WHAT THE TASK ASKS:
Retype the records that come next, word for word.

::::

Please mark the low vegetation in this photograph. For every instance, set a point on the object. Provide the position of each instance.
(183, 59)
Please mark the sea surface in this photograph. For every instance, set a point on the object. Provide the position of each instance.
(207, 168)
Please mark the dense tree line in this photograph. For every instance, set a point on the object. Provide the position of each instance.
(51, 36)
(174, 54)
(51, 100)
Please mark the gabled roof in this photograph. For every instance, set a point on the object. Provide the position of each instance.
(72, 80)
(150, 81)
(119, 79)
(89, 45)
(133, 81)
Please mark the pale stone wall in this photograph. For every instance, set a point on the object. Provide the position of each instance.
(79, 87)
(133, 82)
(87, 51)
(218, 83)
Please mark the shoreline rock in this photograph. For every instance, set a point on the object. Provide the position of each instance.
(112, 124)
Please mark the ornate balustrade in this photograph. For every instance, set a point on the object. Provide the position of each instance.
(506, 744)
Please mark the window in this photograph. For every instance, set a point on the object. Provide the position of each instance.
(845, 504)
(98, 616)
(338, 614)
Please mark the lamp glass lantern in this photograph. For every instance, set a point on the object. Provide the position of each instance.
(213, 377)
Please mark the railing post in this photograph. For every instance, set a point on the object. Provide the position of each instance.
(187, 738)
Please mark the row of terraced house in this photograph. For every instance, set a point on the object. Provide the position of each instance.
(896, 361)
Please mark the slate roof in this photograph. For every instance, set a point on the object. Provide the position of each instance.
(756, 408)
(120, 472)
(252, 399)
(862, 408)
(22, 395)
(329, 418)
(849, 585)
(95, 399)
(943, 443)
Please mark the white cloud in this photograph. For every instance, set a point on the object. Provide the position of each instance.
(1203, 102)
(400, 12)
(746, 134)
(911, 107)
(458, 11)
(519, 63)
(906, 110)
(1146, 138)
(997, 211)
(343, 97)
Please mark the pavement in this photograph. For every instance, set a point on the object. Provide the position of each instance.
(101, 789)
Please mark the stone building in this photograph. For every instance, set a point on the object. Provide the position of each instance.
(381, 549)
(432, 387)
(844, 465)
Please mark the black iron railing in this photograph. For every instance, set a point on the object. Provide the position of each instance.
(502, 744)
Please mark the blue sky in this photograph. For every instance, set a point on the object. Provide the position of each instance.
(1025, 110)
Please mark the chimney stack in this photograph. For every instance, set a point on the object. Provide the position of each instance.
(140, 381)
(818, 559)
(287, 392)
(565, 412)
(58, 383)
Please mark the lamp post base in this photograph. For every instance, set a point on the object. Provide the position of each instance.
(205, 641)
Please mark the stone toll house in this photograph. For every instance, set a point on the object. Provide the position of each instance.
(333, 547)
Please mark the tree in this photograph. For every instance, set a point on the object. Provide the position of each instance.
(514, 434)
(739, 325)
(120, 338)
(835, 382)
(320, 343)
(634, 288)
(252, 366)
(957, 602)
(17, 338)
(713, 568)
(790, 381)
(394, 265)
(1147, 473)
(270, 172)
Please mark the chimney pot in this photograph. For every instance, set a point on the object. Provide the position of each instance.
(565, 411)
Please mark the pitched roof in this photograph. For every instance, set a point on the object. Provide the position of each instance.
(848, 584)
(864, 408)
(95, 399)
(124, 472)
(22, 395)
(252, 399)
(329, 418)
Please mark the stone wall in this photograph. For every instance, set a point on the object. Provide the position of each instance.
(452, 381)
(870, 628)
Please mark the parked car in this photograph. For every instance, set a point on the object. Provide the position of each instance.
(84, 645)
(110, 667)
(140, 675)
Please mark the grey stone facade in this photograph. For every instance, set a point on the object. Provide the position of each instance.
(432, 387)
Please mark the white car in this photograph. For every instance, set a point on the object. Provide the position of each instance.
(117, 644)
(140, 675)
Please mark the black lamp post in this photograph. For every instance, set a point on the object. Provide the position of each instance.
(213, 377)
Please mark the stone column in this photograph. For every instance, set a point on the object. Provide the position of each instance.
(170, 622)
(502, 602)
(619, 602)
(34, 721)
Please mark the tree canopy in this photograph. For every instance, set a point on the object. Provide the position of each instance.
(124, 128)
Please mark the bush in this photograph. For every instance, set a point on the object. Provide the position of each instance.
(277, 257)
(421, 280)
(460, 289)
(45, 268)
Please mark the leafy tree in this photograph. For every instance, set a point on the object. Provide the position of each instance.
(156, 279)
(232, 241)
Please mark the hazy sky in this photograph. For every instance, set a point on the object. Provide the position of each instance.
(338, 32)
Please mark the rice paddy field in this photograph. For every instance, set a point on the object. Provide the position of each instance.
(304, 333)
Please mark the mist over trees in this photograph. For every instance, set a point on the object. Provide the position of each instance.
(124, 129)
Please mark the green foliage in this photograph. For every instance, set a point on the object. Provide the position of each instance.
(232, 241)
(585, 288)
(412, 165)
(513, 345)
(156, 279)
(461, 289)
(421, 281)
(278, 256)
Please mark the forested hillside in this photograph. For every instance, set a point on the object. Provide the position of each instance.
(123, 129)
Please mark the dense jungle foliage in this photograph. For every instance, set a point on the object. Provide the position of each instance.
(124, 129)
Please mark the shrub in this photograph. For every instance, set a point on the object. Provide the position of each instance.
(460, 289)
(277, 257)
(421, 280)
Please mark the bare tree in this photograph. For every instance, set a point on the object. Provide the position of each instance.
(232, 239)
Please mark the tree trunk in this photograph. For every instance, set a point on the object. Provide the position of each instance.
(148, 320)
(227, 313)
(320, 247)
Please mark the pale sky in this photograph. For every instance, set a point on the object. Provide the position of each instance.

::::

FULL SOLUTION:
Please mark the low vegetation in this photograph. For every instance, set a point on the object. Provide the position of each instance.
(183, 59)
Please mark the sea surface in this photograph. For every instance, set a point on the object. Provide the position of each instance.
(207, 168)
Please mark the dense tree line in this photograph. For every instance, set a point on the object. Provide the position of each instance.
(51, 36)
(174, 54)
(51, 100)
Please mark the gabled roof in this photograph. For every instance, set a point on the object. Provide the position of each instance.
(72, 80)
(150, 81)
(119, 79)
(89, 45)
(133, 81)
Please mark the pale stone wall in this photograph. For every instance, set a point on the object. Provide the position of each instance.
(79, 87)
(133, 82)
(87, 51)
(218, 83)
Please mark the shoreline rock in this photograph. For every instance, set a point on the object. Provide the position of each instance.
(112, 124)
Please mark the ornate balustrade in this photograph. For every instance, set a point on the object. Provide the position of each instance.
(506, 744)
Please mark the window in this photograph. For every instance, set a point on the object. Provide the position of each instance.
(845, 504)
(98, 616)
(338, 614)
Please mark the lamp glass lantern in this photograph. For every instance, set a point on the object. Provide the position of each instance.
(213, 377)
Please mark the railing post in this photograph. For every instance, set a point on the object. Provide the position of each instance.
(187, 738)
Please mark the row of terraced house in this photograph. For every instance, set a point on the object. Provide the position of each instance.
(896, 361)
Please mark the slate roof in this photograph. For every instance, set a point on the object. Provide the position of each instance.
(756, 408)
(120, 472)
(252, 399)
(862, 408)
(22, 395)
(329, 418)
(849, 585)
(95, 399)
(943, 443)
Please mark the white cloud in this photograph. For every instance, set a point on the object. Provide the position of each instance.
(1203, 102)
(400, 12)
(746, 134)
(911, 107)
(458, 11)
(519, 63)
(906, 110)
(1146, 138)
(997, 211)
(343, 97)
Please mark the pavement in this photograph. For every instance, set a point on the object. Provide the position of each instance.
(101, 789)
Please mark the stone building in this photograph. For every instance, set a point on the object. Provide the position of each instance.
(381, 549)
(432, 387)
(844, 465)
Please mark the black iron railing in this photograph. For every instance, set a point on the object. Provide the position of each instance.
(502, 744)
Please mark the blue sky in this photograph. For every instance, set a point on the object. Provide the position of each instance.
(1025, 110)
Please mark the chimney stack in this photograph. For every instance, set a point on the object. Provide the position of each instance.
(140, 381)
(818, 559)
(287, 392)
(565, 412)
(58, 383)
Please mark the lamp post base in this photograph. For every instance, set a point on the object. Provide the position of each instance.
(205, 641)
Please mark the stone toll house in this photograph. For every instance, set a point on the object. Provide the position of each instance.
(333, 547)
Please mark the tree in this photograph. For every instance, set a point on the object. Provide the position of each instance.
(514, 434)
(739, 325)
(120, 338)
(835, 382)
(320, 343)
(634, 288)
(252, 366)
(957, 602)
(17, 338)
(713, 568)
(790, 381)
(394, 265)
(1147, 473)
(270, 172)
Please mark the chimney pot in this photograph. For every instance, set a point on the object. Provide the position of each instance.
(565, 411)
Please mark the pitched roof in this photograph. For every instance, set a point on the object. Provide the position of each instance.
(848, 584)
(864, 408)
(95, 399)
(124, 472)
(22, 395)
(252, 399)
(329, 418)
Please mark the stone wall in this photograph. For every instance, set a point on the object. Provide the position of each instance.
(452, 381)
(870, 628)
Please mark the parked car in this photograph. For every instance, set a point on the object. Provide the position of each instance.
(84, 645)
(110, 667)
(140, 675)
Please mark the grey stone facade in this photograph. For every instance, set a point on the object. Provide the position of each instance.
(432, 387)
Please mark the white car in this photograph. For every instance, set a point on the object. Provide the position of each instance.
(117, 644)
(140, 675)
Please mark the black lamp post in this photograph. For every instance, set a point on the object. Provide the position of each instance.
(213, 377)
Please mark the stone column in this photograph. For every instance, set a point on the object. Provide the position of each instance.
(170, 622)
(502, 602)
(619, 602)
(34, 721)
Please mark the tree canopy in this photograph. For every instance, set a point on the object. Provide the position of each instance.
(124, 128)
Please mark the bush in this photograph. For every instance, set a point on the object. Provide the position of each instance.
(277, 257)
(421, 280)
(460, 289)
(45, 268)
Please mark the leafy tree in this photograph. For every instance, set a point on the object. Provide the position of each instance.
(156, 279)
(232, 241)
Please mark the hazy sky in this photograph. For every instance, set a point on the object. Provide the position of each instance.
(338, 32)
Please mark the rice paddy field in this photograph. For every instance, set a point on the object. Provide the position of each instance.
(304, 333)
Please mark the mist over trees in this photograph. For every instance, set a point on the object. Provide the position of each instance.
(124, 129)
Please mark the green foliage in this photograph. For every instance, set a point on the object. Provide the position of each instance.
(232, 241)
(585, 288)
(412, 165)
(513, 345)
(156, 279)
(461, 289)
(421, 281)
(278, 256)
Please mark the forested hillside in this photograph. For every instance, set a point on the object. Provide the position of each instance.
(123, 129)
Please mark the dense jungle foliage in this photograph. For every instance, set a point on the object. Provide the position of each instance.
(124, 129)
Please mark the shrub in this photograph. For every instance, set a point on the object. Provide the position of each instance.
(460, 289)
(277, 257)
(421, 280)
Please mark the bare tree in this photograph. For every instance, set a point on the object. Provide the position of each instance.
(232, 239)
Please mark the tree trunk in this photograph. For every instance, set a point on the object. Provide the position of each instance.
(148, 320)
(227, 313)
(320, 247)
Please mark the pale sky in this photograph. For every instance, set a point on the object. Provide the position of each instance.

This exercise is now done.